═════ Document excerpt ═════

Second osprey chick passes during the night

The final surviving osprey chick is seen here on the morning of July 3. - Web photo
The final surviving osprey chick is seen here on the morning of July 3.
— image credit: Web photo

It's starting to look lonely in the osprey nest on the edge of Highway 3A.

The final surviving osprey chick being filmed via live webcam, whose father was killed last week by a high voltage power line, is struggling to survive after the death of its sibling early this morning.

The first osprey chick died on June 24, shortly after their father’s disappearance. The second one succumbed at 1:30 a.m.

“I don’t know why that happened or what occurred,” said Nelson Hydro line manager Doug Pickard. He said he planned to liaise with the raptor biologist that has been brought on to help them assist the embattled birds.

“The mother doesn’t seem to be particularly concerned. She's acting a little blasé about the whole thing,” said Pickard.

═════

### Activity A
According to the osprey chick article, what is Doug Pickard's job?
### Activity B
Reproduce the osprey chick article word for word, starting with "Second osprey chick" and going on through "the embattled birds.".
### Activity C
Proceed with the osprey chick news story from the point at which it stops.

═════ Data shown ═════

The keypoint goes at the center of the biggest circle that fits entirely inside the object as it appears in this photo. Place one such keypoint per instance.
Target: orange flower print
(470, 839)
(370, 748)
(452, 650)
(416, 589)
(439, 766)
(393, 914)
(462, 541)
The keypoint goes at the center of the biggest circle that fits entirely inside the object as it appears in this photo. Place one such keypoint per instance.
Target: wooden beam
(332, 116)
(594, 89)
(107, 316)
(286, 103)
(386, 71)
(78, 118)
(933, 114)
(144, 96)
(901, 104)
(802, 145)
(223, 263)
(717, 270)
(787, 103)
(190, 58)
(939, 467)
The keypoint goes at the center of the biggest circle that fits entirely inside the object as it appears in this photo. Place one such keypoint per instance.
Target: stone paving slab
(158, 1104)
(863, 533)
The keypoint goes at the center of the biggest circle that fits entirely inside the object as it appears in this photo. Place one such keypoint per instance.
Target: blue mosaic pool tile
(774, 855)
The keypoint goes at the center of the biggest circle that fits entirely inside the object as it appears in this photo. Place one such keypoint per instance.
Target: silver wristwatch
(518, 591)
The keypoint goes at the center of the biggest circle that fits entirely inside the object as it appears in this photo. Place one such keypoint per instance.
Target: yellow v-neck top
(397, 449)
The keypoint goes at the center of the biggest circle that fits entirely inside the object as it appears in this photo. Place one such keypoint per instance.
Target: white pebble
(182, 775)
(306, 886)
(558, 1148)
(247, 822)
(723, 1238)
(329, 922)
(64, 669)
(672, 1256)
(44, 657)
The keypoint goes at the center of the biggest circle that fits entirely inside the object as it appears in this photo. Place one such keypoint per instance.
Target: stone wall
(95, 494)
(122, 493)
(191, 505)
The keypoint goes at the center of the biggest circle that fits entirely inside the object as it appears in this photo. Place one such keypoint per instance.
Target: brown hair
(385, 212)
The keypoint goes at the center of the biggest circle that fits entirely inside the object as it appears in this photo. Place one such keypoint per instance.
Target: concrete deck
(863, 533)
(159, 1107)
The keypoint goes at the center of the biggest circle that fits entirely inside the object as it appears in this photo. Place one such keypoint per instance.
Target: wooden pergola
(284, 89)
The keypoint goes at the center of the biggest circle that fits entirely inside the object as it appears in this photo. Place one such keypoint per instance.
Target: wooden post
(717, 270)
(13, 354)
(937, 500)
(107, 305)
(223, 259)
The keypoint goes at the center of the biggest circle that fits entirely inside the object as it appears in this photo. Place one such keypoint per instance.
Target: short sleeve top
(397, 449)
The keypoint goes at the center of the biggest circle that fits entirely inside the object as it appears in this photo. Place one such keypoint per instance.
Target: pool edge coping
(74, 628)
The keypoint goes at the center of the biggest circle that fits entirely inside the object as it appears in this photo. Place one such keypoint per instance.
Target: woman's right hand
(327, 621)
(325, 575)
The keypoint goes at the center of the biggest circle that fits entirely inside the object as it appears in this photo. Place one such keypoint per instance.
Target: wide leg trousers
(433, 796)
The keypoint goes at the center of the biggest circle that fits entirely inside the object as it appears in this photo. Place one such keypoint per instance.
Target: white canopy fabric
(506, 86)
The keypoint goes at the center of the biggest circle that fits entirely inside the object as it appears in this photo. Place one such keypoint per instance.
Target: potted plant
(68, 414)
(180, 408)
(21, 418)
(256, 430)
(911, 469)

═════

### Written answer A
He is a line manager for Nelson Hydro.

### Written answer B
Second osprey chick passes during the night

The final surviving osprey chick is seen here on the morning of July 3. - Web photo
The final surviving osprey chick is seen here on the morning of July 3.
— image credit: Web photo

It's starting to look lonely in the osprey nest on the edge of Highway 3A.

The final surviving osprey chick being filmed via live webcam, whose father was killed last week by a high voltage power line, is struggling to survive after the death of its sibling early this morning.

The first osprey chick died on June 24, shortly after their father’s disappearance. The second one succumbed at 1:30 a.m.

“I don’t know why that happened or what occurred,” said Nelson Hydro line manager Doug Pickard. He said he planned to liaise with the raptor biologist that has been brought on to help them assist the embattled birds.

### Written answer C
Indeed, the osprey matriarch was perched on the edge of the nest Thursday morning while her chick preened itself and hobbled around the interior.

“Nellie is probably exhausted - she has no-one to help her with nest duties,” wrote chatroom participant Trentgirl.

Pickard said everyone at Nelson Hydro is thinking about the final chick, and regular deliveries of fresh fish will continue for as long as necessary.

Outpourings of grief abounded in the online chat room, with birdbling77 announcing “I can’t watch anymore as I know the outcome looks grim. RIP to Nelson, Pewee, Tag and Neil :)”. Other discussed the options of transplanting the final chick to a new nest.

Pickard said he’s encouraged by the chicks’ vitality. “I’d like to see him eating something. He hasn’t eaten yet today,” he said.

The bird has approximately four weeks before it will be strong enough to survive on its own.

“We’re all hoping for that,” said Pickard.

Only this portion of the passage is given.